[Excerpt to read Boundary: Start]
GW Law International Human Rights Clinic Brings Its First Case Before the Inter-American Court of Human Rights

Vélez v. Colombia brings attention to the human rights abuses of a journalist and his family in Colombia

April 11, 2011—The George Washington University Law School's International Human Rights Clinic (IHR Clinic) will litigate its first case before the Inter-American Court of Human Rights (Court) later this year in a case that aims to bring justice to a reporter who was found to have been abused and forced into exile by the government of Colombia in 1996.

The case of Luís Gonzalo "Richard" Vélez Restrepo and Family v. Colombia (12.658) involves an attack suffered by journalist Richard Vélez on August 29, 1996, at the hands of soldiers of the Colombian National Army (CNA), and the subsequent persecution of Richard and his family for their pursuit of justice.  The case was sent to the Court on March 2, 2011, because the Inter-American Commission on Human Rights (Commission) had found that the state of Colombia had not complied with recommendations contained in the Commission’s merits report.
[Excerpt to read Boundary: End]
[Information shown Boundary: Start]
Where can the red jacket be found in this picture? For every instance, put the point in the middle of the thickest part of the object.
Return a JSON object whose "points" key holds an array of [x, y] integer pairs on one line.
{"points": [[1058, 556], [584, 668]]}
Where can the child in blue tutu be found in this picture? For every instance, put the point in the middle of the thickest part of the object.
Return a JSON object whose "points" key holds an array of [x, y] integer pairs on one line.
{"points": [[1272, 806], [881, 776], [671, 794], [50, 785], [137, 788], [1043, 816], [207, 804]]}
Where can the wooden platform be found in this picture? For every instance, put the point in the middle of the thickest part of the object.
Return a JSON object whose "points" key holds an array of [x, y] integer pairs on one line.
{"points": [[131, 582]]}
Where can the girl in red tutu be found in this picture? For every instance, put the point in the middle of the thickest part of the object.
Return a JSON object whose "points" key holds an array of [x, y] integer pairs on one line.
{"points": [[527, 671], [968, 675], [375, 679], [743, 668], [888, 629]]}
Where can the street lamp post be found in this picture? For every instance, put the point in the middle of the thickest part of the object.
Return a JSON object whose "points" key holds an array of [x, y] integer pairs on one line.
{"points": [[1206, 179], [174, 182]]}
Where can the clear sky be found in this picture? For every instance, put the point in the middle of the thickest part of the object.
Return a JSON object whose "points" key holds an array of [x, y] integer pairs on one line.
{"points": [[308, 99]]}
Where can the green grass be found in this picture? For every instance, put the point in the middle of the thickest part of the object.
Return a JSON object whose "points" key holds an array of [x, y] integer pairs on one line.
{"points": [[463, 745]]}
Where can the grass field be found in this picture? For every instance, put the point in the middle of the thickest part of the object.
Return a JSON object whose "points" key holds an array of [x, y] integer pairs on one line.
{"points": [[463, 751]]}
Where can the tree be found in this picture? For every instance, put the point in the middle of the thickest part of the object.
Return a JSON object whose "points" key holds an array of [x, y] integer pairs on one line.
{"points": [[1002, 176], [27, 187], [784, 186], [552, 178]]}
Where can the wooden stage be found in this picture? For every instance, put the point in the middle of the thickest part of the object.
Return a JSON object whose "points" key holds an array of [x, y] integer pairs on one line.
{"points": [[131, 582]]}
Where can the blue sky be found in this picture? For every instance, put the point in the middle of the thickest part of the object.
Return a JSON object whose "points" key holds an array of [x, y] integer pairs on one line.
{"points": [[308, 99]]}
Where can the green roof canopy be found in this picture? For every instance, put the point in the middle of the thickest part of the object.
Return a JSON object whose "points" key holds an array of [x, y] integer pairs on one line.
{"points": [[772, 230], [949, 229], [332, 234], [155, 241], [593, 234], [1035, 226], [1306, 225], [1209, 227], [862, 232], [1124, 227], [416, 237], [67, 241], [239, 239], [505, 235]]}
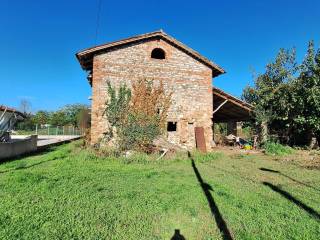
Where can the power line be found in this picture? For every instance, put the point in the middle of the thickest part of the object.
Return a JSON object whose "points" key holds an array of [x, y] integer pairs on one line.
{"points": [[98, 21]]}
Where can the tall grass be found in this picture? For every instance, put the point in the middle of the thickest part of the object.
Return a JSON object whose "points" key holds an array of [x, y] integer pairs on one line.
{"points": [[277, 149]]}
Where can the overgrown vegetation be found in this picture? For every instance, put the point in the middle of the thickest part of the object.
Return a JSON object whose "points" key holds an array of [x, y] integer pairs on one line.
{"points": [[136, 118], [273, 148], [72, 193], [287, 98]]}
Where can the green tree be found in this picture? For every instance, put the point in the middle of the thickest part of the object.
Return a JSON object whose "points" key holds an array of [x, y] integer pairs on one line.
{"points": [[271, 94], [41, 117], [72, 113], [307, 94], [58, 118]]}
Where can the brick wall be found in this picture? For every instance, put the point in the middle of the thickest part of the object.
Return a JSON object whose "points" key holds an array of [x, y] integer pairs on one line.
{"points": [[187, 78]]}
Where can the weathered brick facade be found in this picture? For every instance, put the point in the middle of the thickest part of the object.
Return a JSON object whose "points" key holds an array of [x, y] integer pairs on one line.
{"points": [[189, 79]]}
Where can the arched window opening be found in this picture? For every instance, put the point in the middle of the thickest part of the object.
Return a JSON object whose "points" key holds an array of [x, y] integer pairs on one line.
{"points": [[158, 53]]}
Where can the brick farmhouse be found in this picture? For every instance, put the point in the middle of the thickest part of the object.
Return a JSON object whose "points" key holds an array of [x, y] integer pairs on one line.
{"points": [[196, 104]]}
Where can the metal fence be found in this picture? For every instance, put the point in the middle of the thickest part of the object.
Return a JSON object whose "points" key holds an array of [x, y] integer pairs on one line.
{"points": [[51, 130]]}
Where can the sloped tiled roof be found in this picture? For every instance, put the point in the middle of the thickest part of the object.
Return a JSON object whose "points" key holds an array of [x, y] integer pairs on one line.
{"points": [[85, 57]]}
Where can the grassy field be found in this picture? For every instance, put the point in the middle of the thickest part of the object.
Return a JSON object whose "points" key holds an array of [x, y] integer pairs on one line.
{"points": [[69, 193]]}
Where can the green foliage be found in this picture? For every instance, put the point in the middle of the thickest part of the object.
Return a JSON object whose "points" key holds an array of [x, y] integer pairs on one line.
{"points": [[58, 118], [273, 148], [71, 193], [134, 119], [41, 117], [287, 97], [117, 105], [73, 113], [207, 157]]}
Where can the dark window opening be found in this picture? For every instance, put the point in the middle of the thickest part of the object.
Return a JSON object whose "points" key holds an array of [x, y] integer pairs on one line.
{"points": [[158, 53], [172, 127]]}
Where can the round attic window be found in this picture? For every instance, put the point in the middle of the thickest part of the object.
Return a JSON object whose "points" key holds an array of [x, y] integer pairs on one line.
{"points": [[158, 53]]}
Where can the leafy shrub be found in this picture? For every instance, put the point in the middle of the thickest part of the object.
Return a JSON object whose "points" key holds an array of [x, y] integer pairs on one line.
{"points": [[136, 119], [273, 148]]}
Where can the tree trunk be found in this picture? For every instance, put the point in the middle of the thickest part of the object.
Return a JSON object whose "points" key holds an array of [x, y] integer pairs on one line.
{"points": [[263, 132]]}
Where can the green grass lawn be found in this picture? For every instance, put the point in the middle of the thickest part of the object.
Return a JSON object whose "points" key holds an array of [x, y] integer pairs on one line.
{"points": [[69, 193]]}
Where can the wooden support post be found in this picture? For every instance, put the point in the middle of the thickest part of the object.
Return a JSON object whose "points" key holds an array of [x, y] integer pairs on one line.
{"points": [[232, 128]]}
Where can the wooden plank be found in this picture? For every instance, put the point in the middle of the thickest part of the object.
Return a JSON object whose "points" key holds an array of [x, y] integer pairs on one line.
{"points": [[200, 140]]}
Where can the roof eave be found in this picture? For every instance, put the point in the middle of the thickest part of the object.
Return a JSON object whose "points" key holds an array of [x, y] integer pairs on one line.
{"points": [[90, 52]]}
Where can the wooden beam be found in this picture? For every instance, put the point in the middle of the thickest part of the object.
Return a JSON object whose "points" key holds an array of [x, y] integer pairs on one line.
{"points": [[220, 106]]}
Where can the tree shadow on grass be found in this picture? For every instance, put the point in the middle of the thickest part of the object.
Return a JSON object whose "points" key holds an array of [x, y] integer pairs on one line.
{"points": [[221, 223], [30, 154], [292, 179], [288, 196], [177, 235]]}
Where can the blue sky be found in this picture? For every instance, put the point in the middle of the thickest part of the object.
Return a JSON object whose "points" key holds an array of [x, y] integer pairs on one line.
{"points": [[39, 39]]}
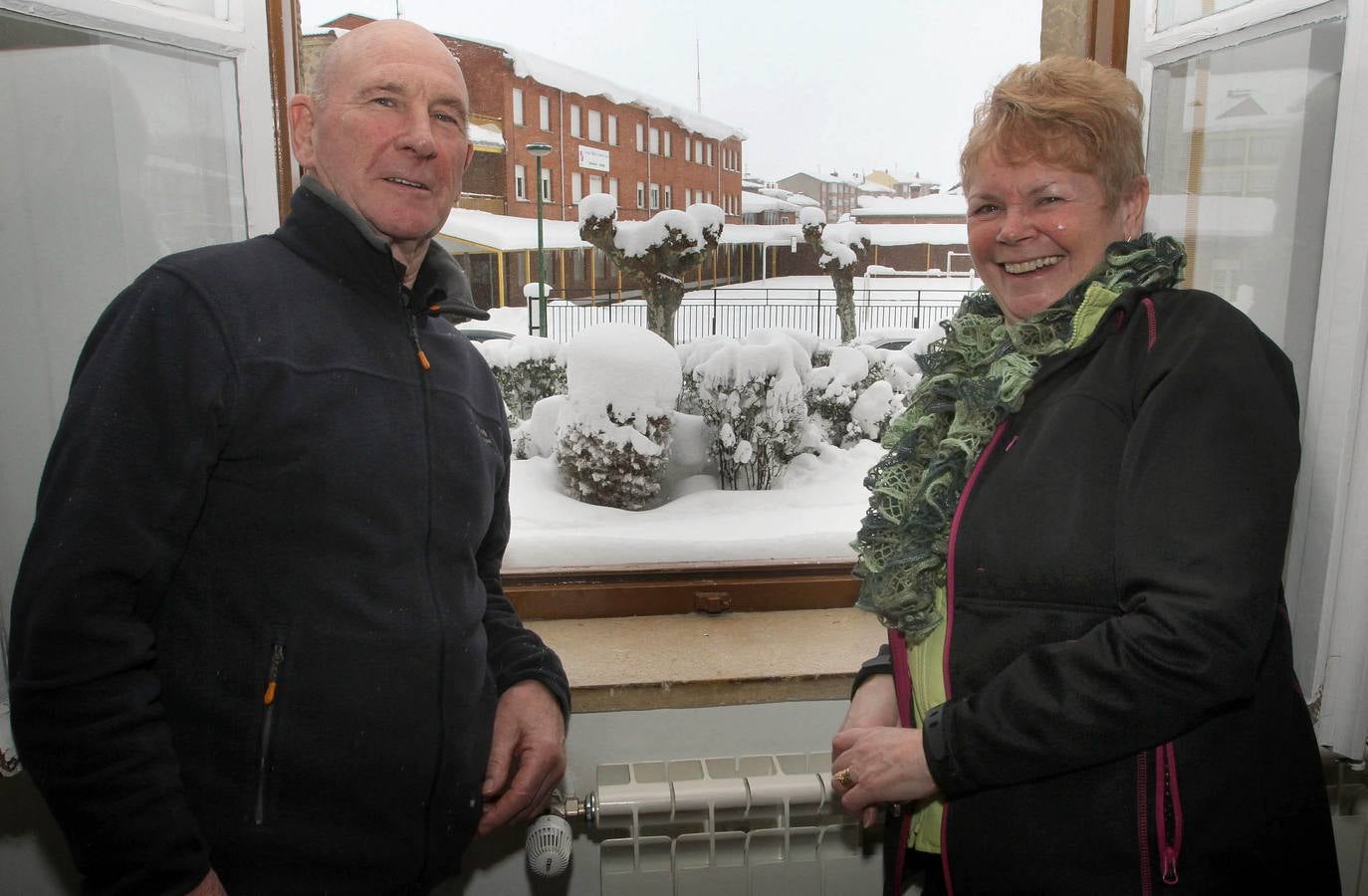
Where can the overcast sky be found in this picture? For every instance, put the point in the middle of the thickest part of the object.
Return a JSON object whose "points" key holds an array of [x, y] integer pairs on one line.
{"points": [[848, 87]]}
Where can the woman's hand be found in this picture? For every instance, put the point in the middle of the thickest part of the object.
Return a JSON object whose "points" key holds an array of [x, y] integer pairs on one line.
{"points": [[874, 705], [884, 765]]}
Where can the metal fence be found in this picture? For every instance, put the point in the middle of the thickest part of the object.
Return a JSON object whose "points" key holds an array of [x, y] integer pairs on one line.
{"points": [[739, 311]]}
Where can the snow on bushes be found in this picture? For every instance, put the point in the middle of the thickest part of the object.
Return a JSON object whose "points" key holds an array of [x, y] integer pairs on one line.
{"points": [[614, 427], [752, 395], [527, 368]]}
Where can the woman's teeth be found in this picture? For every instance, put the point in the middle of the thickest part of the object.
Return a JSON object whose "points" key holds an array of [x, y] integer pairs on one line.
{"points": [[1034, 264]]}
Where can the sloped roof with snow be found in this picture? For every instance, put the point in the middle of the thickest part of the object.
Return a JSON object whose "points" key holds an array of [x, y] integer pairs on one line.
{"points": [[936, 204], [754, 204], [555, 74], [467, 229]]}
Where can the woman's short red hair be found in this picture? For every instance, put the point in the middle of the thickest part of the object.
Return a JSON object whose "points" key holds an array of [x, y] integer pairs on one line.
{"points": [[1067, 112]]}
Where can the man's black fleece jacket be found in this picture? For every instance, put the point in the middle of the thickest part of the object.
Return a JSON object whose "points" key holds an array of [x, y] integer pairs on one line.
{"points": [[259, 622]]}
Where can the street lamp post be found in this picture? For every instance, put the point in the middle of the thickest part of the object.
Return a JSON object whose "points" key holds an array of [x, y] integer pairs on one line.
{"points": [[540, 150]]}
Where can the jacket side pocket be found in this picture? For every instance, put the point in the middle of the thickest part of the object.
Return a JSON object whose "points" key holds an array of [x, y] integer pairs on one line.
{"points": [[268, 702]]}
[Information shown Boundary: End]
Pick up the article on the Vélez v. Colombia case after its final sentence and keep writing it. The entries were drawn from a different source than the article on the Vélez v. Colombia case.

At the time of the attack, Richard Vélez was filming a protest in which CNA soldiers beat several protesters, incidents documented by Mr. Vélez.  These events were followed by death threats against Mr. Vélez and his family, which intensified when he tried to move the judicial proceedings forward.  In this context, and after he had suffered a kidnapping attempt, he was forced to flee Colombia on October 9, 1997, and for more than a year was separated from his wife, Aracelly “Sara” Román, their two small children, Juliana and Mateo, who remained in hiding in Colombia.  In the fall of 1998, the family was reunited in New York City, where the family currently resides (they have been granted political asylum and also recently acquired United States nationality status).

The GW IHR Clinic—part of the Jacob Burns Community Legal Clinics at GW Law—contends that the serious human rights violations that led to Mr. Vélez’s forced exile and that of his family remain in total impunity, as the Colombian state did not conduct serious, effective investigations to identify much less punish those responsible.  The attack and subsequent acts of harassment, which were motivated by the journalist's determination to document and denounce the abuses by the Colombian armed forces, violated his rights to physical integrity and to freedom of thought and expression, and also had a chilling effect on other journalists and on Colombian society in general.  The special protections afforded by the American Convention on Human Rights (Convention) to the family and children were also violated by the state of Colombia. Mr. Vélez is currently unable to practice his profession as a journalist, and the family has endured tremendous hardship acclimating to a new country and culture.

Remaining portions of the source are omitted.